Stored entries
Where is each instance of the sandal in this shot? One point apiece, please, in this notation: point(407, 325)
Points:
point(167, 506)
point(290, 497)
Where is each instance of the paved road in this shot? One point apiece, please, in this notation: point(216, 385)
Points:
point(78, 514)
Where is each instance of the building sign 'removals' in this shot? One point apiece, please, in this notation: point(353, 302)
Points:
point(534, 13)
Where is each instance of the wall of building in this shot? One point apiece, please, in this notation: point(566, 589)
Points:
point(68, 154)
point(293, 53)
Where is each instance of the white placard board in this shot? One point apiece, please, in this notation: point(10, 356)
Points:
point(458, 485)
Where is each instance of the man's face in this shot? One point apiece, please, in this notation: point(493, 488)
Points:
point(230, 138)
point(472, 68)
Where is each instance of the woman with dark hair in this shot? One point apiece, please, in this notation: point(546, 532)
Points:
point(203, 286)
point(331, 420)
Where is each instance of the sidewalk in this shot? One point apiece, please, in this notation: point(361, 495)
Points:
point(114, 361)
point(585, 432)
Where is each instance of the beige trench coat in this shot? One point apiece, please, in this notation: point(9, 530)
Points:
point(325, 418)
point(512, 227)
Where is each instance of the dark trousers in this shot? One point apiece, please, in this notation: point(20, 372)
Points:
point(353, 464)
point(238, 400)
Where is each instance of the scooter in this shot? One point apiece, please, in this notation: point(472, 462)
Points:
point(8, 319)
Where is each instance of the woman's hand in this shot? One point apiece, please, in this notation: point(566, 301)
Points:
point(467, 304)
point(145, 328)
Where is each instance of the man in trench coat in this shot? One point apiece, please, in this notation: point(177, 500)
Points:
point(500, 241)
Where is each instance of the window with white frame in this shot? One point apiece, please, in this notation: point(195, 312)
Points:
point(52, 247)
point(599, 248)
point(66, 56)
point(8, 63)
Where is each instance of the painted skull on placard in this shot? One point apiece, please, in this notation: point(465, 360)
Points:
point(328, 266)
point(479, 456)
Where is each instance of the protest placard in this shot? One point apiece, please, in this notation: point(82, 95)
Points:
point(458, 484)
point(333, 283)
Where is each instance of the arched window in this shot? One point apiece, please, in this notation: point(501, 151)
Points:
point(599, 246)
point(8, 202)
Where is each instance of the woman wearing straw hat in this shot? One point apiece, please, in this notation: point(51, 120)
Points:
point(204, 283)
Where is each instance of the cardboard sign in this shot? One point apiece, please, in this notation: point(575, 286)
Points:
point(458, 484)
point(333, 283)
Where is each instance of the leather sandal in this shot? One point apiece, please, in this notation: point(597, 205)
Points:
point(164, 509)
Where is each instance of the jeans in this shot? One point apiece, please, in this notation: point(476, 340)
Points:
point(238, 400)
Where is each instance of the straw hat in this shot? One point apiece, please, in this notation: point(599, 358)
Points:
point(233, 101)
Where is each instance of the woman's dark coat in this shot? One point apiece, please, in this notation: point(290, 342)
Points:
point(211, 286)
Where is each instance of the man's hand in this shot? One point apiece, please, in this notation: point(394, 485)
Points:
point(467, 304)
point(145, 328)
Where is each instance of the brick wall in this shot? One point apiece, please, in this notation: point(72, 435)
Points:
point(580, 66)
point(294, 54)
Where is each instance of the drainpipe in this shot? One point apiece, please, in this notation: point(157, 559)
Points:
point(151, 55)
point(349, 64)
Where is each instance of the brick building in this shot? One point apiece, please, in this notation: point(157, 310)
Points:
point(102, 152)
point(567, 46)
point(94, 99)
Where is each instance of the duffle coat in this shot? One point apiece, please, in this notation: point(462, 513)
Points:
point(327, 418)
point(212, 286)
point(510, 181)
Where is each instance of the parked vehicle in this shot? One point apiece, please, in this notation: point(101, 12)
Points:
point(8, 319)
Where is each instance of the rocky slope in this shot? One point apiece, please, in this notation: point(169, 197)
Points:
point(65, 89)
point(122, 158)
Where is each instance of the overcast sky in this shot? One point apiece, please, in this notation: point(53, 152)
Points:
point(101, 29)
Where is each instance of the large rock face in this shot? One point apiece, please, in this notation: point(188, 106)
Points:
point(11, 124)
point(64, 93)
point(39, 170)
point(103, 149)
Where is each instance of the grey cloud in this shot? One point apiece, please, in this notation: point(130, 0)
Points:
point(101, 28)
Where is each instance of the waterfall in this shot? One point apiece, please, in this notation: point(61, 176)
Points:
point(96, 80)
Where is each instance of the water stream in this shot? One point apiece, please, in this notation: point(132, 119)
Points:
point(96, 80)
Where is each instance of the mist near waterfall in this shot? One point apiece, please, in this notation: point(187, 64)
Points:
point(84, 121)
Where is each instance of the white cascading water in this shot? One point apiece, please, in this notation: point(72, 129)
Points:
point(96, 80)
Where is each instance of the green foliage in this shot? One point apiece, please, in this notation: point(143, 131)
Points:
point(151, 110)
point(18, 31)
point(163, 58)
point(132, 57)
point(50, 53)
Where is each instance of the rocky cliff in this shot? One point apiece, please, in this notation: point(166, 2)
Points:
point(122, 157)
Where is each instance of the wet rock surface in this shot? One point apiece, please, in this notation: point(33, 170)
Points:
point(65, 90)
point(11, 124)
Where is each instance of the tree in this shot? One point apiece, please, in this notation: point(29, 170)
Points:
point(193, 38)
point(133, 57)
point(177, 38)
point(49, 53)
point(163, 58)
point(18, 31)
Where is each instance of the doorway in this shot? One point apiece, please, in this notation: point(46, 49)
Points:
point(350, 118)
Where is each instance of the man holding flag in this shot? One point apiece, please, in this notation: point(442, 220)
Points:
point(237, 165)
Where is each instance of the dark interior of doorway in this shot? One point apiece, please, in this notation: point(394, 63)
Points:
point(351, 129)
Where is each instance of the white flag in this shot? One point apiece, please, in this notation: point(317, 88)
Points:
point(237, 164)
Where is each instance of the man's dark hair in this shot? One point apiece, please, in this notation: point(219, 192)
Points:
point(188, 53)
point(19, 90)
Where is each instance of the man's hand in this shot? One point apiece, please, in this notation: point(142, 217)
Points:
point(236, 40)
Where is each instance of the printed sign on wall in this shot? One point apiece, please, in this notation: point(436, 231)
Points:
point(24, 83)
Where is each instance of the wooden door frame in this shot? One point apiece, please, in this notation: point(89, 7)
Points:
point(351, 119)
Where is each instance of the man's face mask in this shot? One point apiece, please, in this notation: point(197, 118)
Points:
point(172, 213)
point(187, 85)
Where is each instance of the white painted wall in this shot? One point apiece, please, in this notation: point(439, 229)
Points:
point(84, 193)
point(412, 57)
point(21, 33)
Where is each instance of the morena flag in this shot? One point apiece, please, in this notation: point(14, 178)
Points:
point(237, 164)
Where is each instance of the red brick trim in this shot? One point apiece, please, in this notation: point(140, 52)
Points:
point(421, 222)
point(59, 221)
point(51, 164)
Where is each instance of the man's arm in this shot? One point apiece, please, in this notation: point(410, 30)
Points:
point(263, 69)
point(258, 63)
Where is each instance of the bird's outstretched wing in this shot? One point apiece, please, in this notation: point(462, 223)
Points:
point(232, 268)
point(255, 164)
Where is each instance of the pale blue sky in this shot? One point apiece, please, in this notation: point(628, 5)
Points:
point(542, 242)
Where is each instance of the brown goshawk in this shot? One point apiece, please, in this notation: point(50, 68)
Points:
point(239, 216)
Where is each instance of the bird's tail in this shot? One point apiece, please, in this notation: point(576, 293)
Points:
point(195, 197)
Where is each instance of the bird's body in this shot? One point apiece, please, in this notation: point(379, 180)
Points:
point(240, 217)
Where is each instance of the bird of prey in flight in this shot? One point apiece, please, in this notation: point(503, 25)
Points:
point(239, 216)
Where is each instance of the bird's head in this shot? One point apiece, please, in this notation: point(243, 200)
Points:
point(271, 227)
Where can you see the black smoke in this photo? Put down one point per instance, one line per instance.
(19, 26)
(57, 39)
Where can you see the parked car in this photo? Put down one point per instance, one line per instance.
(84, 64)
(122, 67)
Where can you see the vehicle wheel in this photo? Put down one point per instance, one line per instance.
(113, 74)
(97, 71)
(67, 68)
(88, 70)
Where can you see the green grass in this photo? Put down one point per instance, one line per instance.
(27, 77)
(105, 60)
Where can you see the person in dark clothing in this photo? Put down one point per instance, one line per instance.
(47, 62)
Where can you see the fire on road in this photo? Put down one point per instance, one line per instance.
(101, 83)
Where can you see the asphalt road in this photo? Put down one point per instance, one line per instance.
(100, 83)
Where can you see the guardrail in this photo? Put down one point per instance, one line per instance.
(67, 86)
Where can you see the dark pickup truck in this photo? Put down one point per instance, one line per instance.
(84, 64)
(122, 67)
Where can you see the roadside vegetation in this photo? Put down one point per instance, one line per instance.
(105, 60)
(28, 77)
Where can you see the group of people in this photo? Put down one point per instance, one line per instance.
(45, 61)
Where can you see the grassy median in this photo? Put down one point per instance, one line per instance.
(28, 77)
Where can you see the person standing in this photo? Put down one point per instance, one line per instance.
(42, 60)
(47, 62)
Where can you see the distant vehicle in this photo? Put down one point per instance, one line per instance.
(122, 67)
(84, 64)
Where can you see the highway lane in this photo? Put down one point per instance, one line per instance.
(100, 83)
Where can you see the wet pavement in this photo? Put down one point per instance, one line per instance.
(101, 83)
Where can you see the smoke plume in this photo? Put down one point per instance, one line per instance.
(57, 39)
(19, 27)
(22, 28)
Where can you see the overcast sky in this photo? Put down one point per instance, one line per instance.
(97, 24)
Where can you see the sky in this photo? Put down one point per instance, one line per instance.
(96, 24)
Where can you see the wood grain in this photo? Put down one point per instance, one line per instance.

### EXERCISE DIRECTIONS
Search the data for the string "sandal". List each line that has it.

### TASK OUTPUT
Where is each instance of the sandal in this shot? One point apiece, please, in this notation: point(407, 325)
Where is each instance of the leather sandal in this shot? One point apiece, please, in this notation: point(597, 205)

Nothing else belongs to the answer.